Annotated photo localization data:
• • • • •
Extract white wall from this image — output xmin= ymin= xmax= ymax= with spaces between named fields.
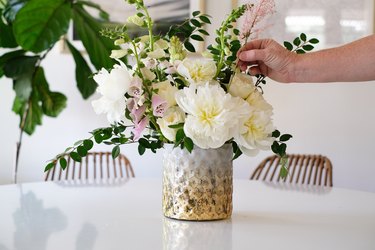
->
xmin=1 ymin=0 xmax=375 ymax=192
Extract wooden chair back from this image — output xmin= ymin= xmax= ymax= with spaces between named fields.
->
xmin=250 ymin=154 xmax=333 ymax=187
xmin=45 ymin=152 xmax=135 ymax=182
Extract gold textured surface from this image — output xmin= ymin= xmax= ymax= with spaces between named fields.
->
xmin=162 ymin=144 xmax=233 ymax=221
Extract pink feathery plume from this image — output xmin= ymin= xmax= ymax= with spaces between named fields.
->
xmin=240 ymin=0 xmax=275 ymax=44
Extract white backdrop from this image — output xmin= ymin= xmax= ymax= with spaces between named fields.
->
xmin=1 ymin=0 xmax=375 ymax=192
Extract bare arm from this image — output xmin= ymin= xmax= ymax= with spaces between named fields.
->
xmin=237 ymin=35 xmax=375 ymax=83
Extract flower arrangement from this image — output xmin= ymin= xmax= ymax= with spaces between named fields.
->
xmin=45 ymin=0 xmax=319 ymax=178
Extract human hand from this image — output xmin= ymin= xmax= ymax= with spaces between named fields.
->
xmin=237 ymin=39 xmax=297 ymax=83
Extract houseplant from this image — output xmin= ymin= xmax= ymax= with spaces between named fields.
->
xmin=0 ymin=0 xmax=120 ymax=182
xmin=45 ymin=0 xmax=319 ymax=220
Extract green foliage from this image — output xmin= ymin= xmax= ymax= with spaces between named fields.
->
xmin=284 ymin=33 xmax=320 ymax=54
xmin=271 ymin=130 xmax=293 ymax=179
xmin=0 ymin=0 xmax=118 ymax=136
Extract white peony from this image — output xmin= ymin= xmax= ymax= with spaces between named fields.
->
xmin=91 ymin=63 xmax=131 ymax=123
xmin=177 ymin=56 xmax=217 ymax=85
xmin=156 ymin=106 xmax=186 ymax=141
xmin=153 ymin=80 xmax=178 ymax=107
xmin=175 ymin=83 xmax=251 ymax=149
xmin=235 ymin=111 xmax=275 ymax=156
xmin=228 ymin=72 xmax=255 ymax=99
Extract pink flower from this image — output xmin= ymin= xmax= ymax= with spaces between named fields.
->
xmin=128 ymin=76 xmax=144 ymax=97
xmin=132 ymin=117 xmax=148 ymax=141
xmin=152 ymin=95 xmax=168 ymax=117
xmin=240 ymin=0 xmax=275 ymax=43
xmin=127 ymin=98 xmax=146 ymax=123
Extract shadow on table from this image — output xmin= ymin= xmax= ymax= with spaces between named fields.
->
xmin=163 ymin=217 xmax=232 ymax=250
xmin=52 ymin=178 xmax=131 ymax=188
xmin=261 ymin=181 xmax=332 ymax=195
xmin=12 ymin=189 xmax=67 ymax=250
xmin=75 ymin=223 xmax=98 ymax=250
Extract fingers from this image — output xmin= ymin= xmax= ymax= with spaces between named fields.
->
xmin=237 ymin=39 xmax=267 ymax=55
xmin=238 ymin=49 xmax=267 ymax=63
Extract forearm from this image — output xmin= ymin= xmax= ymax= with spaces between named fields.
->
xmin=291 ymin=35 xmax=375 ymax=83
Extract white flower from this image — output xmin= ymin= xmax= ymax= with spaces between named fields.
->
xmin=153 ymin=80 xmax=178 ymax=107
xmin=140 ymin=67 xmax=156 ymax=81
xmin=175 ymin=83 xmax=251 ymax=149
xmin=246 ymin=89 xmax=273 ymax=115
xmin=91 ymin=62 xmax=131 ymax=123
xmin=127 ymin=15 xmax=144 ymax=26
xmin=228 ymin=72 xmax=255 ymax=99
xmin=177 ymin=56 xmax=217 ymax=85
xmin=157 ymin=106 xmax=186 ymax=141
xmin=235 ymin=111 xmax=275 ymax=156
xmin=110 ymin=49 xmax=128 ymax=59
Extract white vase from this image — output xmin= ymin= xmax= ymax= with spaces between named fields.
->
• • • • •
# [Assignment]
What you should produce is an exact copy of the records, with the pictures left out.

# [Task answer]
Extract white wall from this image — output xmin= ymin= xmax= ymax= with spaces between named fields.
->
xmin=1 ymin=0 xmax=375 ymax=192
Extract wooden chair back from this image — output xmin= ymin= xmax= ymax= with spaces between named fields.
->
xmin=250 ymin=154 xmax=333 ymax=187
xmin=45 ymin=152 xmax=135 ymax=182
Extract gold textured surface from this image — output xmin= ymin= xmax= ymax= with spaces between named fields.
->
xmin=162 ymin=144 xmax=233 ymax=221
Extract pink feathery plume from this image — output xmin= ymin= xmax= ymax= with spaces between named fields.
->
xmin=240 ymin=0 xmax=275 ymax=44
Extract white backdrop from this image — output xmin= ymin= xmax= ymax= with spaces between named fields.
->
xmin=1 ymin=0 xmax=375 ymax=192
Extract bare arm from this image — output xmin= ymin= xmax= ymax= with spaces between named fields.
->
xmin=237 ymin=35 xmax=375 ymax=83
Extract flower arrangement from this image — output xmin= ymin= xmax= ymax= with spaces between named fields.
->
xmin=45 ymin=0 xmax=319 ymax=178
Extract human hand from this image — output xmin= ymin= xmax= ymax= with spaces between named fields.
->
xmin=237 ymin=39 xmax=297 ymax=83
Extract houseplant from this image — output xmin= ymin= xmax= ymax= with spaces between named fields.
->
xmin=0 ymin=0 xmax=120 ymax=182
xmin=45 ymin=0 xmax=319 ymax=220
Extract green foliage from this image — output xmin= ymin= xmax= ymax= with spaces between named fields.
->
xmin=284 ymin=33 xmax=320 ymax=54
xmin=271 ymin=130 xmax=293 ymax=179
xmin=0 ymin=0 xmax=118 ymax=136
Extract white peony from this image — output xmin= ymin= xmax= ymax= with spaces between named fields.
->
xmin=91 ymin=63 xmax=131 ymax=123
xmin=177 ymin=56 xmax=217 ymax=85
xmin=156 ymin=106 xmax=186 ymax=141
xmin=153 ymin=80 xmax=178 ymax=107
xmin=175 ymin=83 xmax=251 ymax=149
xmin=235 ymin=111 xmax=275 ymax=156
xmin=228 ymin=72 xmax=255 ymax=99
Extract pink flower from this image — output xmin= ymin= xmax= ymax= with spaces between named fields.
->
xmin=128 ymin=76 xmax=144 ymax=97
xmin=132 ymin=117 xmax=148 ymax=141
xmin=152 ymin=95 xmax=168 ymax=117
xmin=240 ymin=0 xmax=275 ymax=43
xmin=127 ymin=98 xmax=146 ymax=123
Extract shadow on table from this image — output xmin= ymin= xmax= ymax= with spaces between named fields.
->
xmin=163 ymin=217 xmax=232 ymax=250
xmin=52 ymin=178 xmax=131 ymax=188
xmin=261 ymin=181 xmax=332 ymax=195
xmin=12 ymin=189 xmax=67 ymax=250
xmin=75 ymin=223 xmax=98 ymax=250
Extract fingers from this image — output xmin= ymin= xmax= ymax= with spaces between named fields.
->
xmin=237 ymin=39 xmax=267 ymax=55
xmin=238 ymin=49 xmax=267 ymax=63
Extract forearm from this image — output xmin= ymin= xmax= ymax= with spaces between named fields.
->
xmin=291 ymin=35 xmax=375 ymax=83
Extract white flower from this image — output xmin= ymin= xmax= ymax= with spaces between named fields.
->
xmin=153 ymin=80 xmax=178 ymax=107
xmin=140 ymin=67 xmax=156 ymax=81
xmin=175 ymin=83 xmax=251 ymax=149
xmin=246 ymin=89 xmax=273 ymax=115
xmin=91 ymin=62 xmax=131 ymax=123
xmin=127 ymin=15 xmax=144 ymax=26
xmin=228 ymin=72 xmax=255 ymax=99
xmin=177 ymin=56 xmax=217 ymax=85
xmin=157 ymin=106 xmax=186 ymax=141
xmin=235 ymin=111 xmax=275 ymax=156
xmin=110 ymin=49 xmax=128 ymax=59
Extract white vase from this image — output xmin= ymin= xmax= ymax= with spaces between named fields.
->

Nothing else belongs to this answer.